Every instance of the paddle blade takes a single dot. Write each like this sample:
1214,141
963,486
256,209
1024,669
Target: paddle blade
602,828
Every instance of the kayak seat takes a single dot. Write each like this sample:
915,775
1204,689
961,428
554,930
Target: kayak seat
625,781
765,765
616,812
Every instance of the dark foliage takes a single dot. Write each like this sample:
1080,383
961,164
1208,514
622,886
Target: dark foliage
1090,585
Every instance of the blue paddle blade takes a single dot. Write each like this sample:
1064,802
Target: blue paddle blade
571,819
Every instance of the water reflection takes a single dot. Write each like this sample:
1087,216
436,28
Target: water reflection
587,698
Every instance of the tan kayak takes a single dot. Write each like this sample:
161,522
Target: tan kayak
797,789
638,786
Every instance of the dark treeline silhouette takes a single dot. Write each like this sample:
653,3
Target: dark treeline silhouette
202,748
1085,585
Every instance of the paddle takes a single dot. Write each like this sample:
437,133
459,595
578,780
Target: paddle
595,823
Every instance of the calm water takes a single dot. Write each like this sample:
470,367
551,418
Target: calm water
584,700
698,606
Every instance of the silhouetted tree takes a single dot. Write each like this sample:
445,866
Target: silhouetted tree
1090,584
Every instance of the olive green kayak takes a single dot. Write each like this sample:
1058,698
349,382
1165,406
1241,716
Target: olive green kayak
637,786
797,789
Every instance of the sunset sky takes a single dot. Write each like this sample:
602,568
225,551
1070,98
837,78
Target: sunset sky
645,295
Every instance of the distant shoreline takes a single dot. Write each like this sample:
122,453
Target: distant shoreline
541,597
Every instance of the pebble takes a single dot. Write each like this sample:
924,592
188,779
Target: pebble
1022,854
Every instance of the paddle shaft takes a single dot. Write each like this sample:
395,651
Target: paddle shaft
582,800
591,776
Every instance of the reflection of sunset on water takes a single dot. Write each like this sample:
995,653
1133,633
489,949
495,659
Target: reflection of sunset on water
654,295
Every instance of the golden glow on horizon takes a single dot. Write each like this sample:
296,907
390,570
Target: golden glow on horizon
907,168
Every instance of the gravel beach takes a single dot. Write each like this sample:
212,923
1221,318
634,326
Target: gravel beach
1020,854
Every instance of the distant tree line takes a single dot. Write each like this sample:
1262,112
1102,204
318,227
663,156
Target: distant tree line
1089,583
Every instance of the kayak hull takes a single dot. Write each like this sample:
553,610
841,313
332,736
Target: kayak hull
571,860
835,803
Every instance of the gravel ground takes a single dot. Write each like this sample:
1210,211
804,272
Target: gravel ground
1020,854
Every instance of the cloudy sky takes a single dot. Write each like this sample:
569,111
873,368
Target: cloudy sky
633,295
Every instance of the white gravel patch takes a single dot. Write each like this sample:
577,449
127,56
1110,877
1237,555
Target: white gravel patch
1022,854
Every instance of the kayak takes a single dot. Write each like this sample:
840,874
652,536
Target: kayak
=====
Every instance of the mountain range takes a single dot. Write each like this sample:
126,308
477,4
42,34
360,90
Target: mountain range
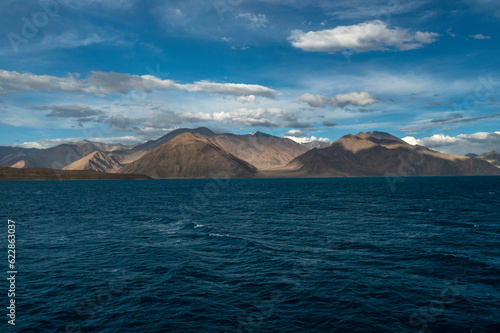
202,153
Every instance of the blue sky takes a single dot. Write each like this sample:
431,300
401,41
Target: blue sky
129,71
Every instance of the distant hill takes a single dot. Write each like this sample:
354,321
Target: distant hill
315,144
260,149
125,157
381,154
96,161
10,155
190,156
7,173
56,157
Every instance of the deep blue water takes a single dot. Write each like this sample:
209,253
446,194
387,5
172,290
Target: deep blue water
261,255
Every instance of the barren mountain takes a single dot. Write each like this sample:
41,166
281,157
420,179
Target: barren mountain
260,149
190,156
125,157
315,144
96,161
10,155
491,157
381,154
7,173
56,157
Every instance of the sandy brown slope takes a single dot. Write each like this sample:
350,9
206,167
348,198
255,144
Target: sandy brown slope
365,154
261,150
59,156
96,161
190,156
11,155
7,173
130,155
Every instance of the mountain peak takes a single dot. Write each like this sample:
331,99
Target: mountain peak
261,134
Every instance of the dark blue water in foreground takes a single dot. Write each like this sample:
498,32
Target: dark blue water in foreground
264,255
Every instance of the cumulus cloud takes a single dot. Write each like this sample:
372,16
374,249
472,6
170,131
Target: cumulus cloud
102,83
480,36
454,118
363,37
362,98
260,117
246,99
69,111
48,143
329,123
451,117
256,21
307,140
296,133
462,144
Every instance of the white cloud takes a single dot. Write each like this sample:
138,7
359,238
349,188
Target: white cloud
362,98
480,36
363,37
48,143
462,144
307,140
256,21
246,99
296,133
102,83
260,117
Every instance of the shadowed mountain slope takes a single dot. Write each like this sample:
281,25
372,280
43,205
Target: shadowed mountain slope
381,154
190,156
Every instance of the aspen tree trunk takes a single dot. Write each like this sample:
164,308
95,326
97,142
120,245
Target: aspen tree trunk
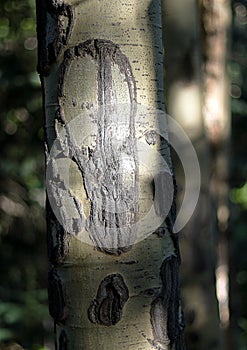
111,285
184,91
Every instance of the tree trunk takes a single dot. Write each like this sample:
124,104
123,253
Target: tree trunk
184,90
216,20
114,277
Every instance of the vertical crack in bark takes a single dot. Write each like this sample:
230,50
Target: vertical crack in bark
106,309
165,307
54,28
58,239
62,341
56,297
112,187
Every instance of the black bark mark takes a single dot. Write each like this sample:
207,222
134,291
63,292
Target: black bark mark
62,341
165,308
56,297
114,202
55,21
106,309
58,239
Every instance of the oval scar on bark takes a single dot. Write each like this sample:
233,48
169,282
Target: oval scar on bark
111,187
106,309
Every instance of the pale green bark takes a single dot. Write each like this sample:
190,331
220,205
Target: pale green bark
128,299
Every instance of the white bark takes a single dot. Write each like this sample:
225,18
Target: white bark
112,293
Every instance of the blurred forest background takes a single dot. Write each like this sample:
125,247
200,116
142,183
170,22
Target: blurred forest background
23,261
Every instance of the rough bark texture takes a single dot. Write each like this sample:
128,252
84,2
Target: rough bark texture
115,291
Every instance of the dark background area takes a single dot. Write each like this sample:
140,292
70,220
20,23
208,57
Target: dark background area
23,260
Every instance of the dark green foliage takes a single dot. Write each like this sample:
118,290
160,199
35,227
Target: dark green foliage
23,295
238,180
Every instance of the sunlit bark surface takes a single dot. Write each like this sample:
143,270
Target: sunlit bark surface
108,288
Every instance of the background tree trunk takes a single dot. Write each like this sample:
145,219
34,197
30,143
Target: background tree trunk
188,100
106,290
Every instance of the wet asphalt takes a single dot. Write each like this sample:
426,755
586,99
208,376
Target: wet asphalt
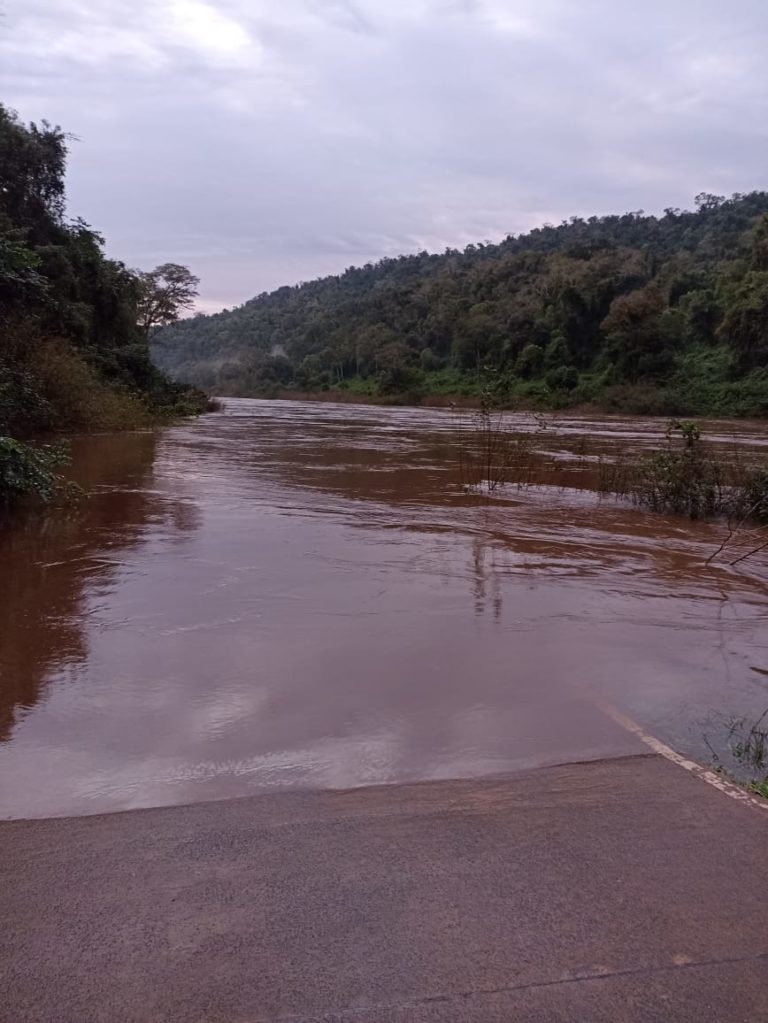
=====
• YOUR ASSIGNMENT
Report, for the data above, every line in which the string "asphalt" appears.

• ANSWER
Every instance of the wet asphalt takes a single dot. Write each like this sample:
Target: wet asphalt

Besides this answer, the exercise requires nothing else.